Blocco di testo:
^^^^^^^^
Credo che un esempio calzante di quello che voglio cercare di dire, siano il libro che sto leggendo in questi giorni e la sua autrice. “Un mondo senza noi – Due famiglie italiane nel vortice della Shoah” di Manuela Dviri (Piemme, Milano 2015). Un’ebrea ricostruisce i tasselli della sua famiglia allargata che le leggi razziali del 1938 e l’Olocausto hanno disperso, distrutto o costretto all’esilio. Padova, Ancona, Ragusa di Dalmazia, Milano, Ascoli Piceno. Da ragazza Manuela è emigrata in Israele. Ha fatto una scelta che ha pagato con la morte del figlio Ioni, morto soldato nel Sud del Libano, nel 1998. Ha creato un movimento per il ritiro israeliano dal Libano, si è candidata alla Knesset nel campo dei partiti favorevoli alla pace.
^^^^^^^^
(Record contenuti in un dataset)
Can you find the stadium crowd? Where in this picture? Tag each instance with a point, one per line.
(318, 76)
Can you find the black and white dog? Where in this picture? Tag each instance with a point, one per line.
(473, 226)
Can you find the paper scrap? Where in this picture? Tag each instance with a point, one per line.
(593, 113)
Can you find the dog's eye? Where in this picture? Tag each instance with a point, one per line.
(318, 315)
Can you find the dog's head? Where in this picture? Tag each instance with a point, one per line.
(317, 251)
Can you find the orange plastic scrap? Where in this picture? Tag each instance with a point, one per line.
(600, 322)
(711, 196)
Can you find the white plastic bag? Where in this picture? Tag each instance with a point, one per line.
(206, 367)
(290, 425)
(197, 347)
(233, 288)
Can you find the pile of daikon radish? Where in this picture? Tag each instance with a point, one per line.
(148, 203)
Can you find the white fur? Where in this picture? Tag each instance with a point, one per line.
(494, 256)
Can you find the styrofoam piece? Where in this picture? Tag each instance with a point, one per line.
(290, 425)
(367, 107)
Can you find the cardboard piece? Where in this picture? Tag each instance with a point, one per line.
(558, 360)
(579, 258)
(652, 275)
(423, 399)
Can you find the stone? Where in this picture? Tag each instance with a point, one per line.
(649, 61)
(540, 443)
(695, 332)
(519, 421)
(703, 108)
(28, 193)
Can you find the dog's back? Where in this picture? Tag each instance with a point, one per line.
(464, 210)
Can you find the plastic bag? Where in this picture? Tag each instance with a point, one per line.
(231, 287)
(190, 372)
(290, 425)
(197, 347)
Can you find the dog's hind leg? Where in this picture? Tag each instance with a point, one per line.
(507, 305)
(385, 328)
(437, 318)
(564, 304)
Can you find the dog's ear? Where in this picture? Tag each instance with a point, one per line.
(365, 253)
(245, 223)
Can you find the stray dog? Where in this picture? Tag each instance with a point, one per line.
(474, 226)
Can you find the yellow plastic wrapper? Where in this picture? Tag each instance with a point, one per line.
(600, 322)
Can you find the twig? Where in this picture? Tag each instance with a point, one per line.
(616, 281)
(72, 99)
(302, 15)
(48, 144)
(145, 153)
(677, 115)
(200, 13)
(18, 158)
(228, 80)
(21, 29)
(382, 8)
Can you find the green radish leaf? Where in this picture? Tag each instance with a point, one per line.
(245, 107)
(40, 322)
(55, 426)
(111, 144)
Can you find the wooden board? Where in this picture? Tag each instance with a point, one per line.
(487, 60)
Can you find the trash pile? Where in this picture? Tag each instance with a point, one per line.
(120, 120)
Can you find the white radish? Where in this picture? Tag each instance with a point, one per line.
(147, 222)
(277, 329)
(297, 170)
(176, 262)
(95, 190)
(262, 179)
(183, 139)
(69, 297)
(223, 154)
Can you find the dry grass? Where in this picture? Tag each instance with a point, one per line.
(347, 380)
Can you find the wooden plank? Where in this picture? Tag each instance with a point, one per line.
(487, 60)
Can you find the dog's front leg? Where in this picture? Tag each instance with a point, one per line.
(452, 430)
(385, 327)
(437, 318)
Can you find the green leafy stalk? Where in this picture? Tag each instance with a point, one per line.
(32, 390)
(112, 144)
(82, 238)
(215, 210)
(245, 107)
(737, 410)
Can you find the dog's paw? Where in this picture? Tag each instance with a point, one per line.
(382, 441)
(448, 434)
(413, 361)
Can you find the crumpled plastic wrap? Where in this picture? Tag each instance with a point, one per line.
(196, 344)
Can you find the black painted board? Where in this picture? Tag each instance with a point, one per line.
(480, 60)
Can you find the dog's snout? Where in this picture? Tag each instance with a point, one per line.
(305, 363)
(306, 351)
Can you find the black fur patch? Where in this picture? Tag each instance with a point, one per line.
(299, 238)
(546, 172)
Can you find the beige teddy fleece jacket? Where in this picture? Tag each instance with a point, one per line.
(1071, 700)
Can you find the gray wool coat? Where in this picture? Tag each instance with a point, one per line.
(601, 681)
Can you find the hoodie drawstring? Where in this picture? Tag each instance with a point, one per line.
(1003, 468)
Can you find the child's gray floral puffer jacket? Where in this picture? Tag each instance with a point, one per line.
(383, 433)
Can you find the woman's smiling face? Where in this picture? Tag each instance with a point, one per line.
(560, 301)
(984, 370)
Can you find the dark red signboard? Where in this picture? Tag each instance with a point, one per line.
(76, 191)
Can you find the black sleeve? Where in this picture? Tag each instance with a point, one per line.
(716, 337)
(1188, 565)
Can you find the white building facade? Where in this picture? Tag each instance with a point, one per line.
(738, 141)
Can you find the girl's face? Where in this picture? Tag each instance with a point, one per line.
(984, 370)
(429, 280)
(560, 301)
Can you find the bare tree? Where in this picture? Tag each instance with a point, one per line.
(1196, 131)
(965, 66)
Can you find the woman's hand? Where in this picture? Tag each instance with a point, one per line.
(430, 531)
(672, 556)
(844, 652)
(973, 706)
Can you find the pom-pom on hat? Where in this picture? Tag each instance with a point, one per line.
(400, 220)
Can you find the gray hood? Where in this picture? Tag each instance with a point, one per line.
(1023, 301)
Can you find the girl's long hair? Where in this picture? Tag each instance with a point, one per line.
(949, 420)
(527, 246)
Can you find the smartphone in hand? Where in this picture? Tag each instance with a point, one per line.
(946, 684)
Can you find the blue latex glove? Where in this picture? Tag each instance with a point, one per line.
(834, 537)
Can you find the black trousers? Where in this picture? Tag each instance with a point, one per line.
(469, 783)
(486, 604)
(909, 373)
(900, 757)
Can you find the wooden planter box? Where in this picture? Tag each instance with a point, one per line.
^^^^^^^^
Obiettivi:
**a.** Secondo il brano sul libro di Manuela Dviri, in che anno e in quale zona è morto il figlio Ioni?
**b.** Continua il brano sul libro di Manuela Dviri dopo la sua ultima frase.
Le righe riportate non sono necessarie.

Risposte ai compiti:
**a.** Nel 1998, nel Sud del Libano, da soldato.

**b.**
Manuela è anche profondamente italiana, italiano il suo modo di pensare, italianissima era la sua famiglia dispersa e distrutta dall’Olocausto che fu una tragedia europea prima che israeliana. Come italiani sono tutti gli ebrei italiani. Quando Luisella Ottolenghi-Mortara, la Simon Wiesenthal italiana, mise in piedi a Milano il Centro di documentazione ebraica, non preservò solo la memoria degli ebrei ma di tutti gli italiani. Dunque, non posso più accettare che degli europei siano minacciati a casa loro, in Europa che è anche casa mia, solo perché sono ebrei.
Quarant’anni fa, in un’epoca apparentemente non sospetta, chiesi a Sergio Della Pergola, che sarebbe diventato uno dei più grandi demografi al mondo, cosa lo avesse spinto a lasciare Milano per Gerusalemme. L’antisemitismo che non muore mai, mi rispose. Non l’ho mai dimenticato. Solo allora incominciai a capire che ogni ebreo che lascia la sua casa per emigrare in Israele, è una sconfitta insopportabile per l’Europa. E’ per questo che, se non ero proprio sicuro di essere Charlie, ho il dovere di sentirmi orgogliosamente ebreo.